### ACTIVITY
Among the records below, find each line containing the word "blurred" and copy it.

○ ○ ○ ○ ○ ○ ○

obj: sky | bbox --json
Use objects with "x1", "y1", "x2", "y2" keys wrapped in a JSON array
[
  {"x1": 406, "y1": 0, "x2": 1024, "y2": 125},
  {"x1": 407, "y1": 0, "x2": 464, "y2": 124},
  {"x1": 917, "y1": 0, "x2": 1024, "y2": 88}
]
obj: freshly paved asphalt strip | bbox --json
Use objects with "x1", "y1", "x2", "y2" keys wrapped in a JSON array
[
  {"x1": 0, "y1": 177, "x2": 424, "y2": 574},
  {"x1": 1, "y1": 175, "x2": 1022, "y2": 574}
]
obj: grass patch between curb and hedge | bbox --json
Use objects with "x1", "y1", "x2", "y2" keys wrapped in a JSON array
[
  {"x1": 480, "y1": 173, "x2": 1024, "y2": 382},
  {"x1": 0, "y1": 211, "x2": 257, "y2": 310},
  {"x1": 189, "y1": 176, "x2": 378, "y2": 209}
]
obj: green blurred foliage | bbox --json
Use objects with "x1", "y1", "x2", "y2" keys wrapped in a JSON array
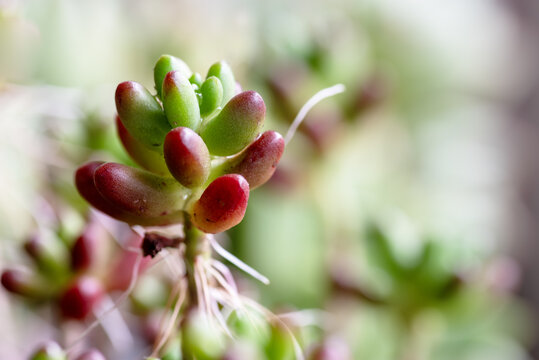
[{"x1": 0, "y1": 0, "x2": 532, "y2": 359}]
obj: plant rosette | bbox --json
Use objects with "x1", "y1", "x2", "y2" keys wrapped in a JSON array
[
  {"x1": 71, "y1": 55, "x2": 343, "y2": 359},
  {"x1": 76, "y1": 55, "x2": 285, "y2": 234}
]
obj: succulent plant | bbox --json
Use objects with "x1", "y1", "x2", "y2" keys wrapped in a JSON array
[{"x1": 76, "y1": 55, "x2": 284, "y2": 234}]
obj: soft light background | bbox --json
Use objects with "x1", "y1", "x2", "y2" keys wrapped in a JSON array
[{"x1": 0, "y1": 0, "x2": 537, "y2": 359}]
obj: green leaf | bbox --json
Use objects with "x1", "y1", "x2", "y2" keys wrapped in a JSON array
[
  {"x1": 200, "y1": 91, "x2": 265, "y2": 156},
  {"x1": 154, "y1": 55, "x2": 192, "y2": 99},
  {"x1": 162, "y1": 71, "x2": 201, "y2": 130},
  {"x1": 206, "y1": 61, "x2": 236, "y2": 105},
  {"x1": 199, "y1": 76, "x2": 223, "y2": 117},
  {"x1": 115, "y1": 81, "x2": 171, "y2": 153}
]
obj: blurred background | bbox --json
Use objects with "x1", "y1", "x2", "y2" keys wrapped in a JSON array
[{"x1": 1, "y1": 0, "x2": 539, "y2": 359}]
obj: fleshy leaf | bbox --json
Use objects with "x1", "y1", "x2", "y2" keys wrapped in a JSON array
[
  {"x1": 115, "y1": 81, "x2": 171, "y2": 153},
  {"x1": 211, "y1": 130, "x2": 284, "y2": 189},
  {"x1": 75, "y1": 162, "x2": 185, "y2": 226},
  {"x1": 154, "y1": 55, "x2": 192, "y2": 99},
  {"x1": 191, "y1": 174, "x2": 249, "y2": 234},
  {"x1": 116, "y1": 115, "x2": 169, "y2": 176},
  {"x1": 199, "y1": 76, "x2": 223, "y2": 117},
  {"x1": 206, "y1": 61, "x2": 235, "y2": 105},
  {"x1": 164, "y1": 127, "x2": 210, "y2": 188},
  {"x1": 162, "y1": 71, "x2": 201, "y2": 130},
  {"x1": 93, "y1": 162, "x2": 185, "y2": 218},
  {"x1": 200, "y1": 91, "x2": 265, "y2": 156},
  {"x1": 189, "y1": 72, "x2": 203, "y2": 87}
]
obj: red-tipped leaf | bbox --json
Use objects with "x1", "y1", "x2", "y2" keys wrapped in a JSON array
[
  {"x1": 212, "y1": 130, "x2": 284, "y2": 189},
  {"x1": 116, "y1": 115, "x2": 169, "y2": 176},
  {"x1": 191, "y1": 174, "x2": 249, "y2": 234},
  {"x1": 200, "y1": 91, "x2": 266, "y2": 156},
  {"x1": 164, "y1": 127, "x2": 210, "y2": 188},
  {"x1": 93, "y1": 162, "x2": 184, "y2": 218},
  {"x1": 75, "y1": 162, "x2": 184, "y2": 226}
]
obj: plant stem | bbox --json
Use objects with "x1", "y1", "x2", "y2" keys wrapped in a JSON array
[{"x1": 183, "y1": 217, "x2": 210, "y2": 310}]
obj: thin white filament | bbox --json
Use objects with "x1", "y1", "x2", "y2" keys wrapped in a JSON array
[
  {"x1": 284, "y1": 84, "x2": 346, "y2": 145},
  {"x1": 162, "y1": 248, "x2": 184, "y2": 279},
  {"x1": 151, "y1": 280, "x2": 186, "y2": 357},
  {"x1": 206, "y1": 265, "x2": 242, "y2": 309},
  {"x1": 196, "y1": 259, "x2": 213, "y2": 318},
  {"x1": 151, "y1": 278, "x2": 183, "y2": 355},
  {"x1": 208, "y1": 236, "x2": 270, "y2": 285},
  {"x1": 210, "y1": 259, "x2": 238, "y2": 293},
  {"x1": 210, "y1": 298, "x2": 233, "y2": 338},
  {"x1": 193, "y1": 258, "x2": 213, "y2": 320}
]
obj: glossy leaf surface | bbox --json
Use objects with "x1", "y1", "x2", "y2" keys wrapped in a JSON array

○ ○ ○ ○ ○ ○ ○

### YOUR SOLUTION
obj: green blurred foliage | bbox --json
obj: blurred background | bbox --json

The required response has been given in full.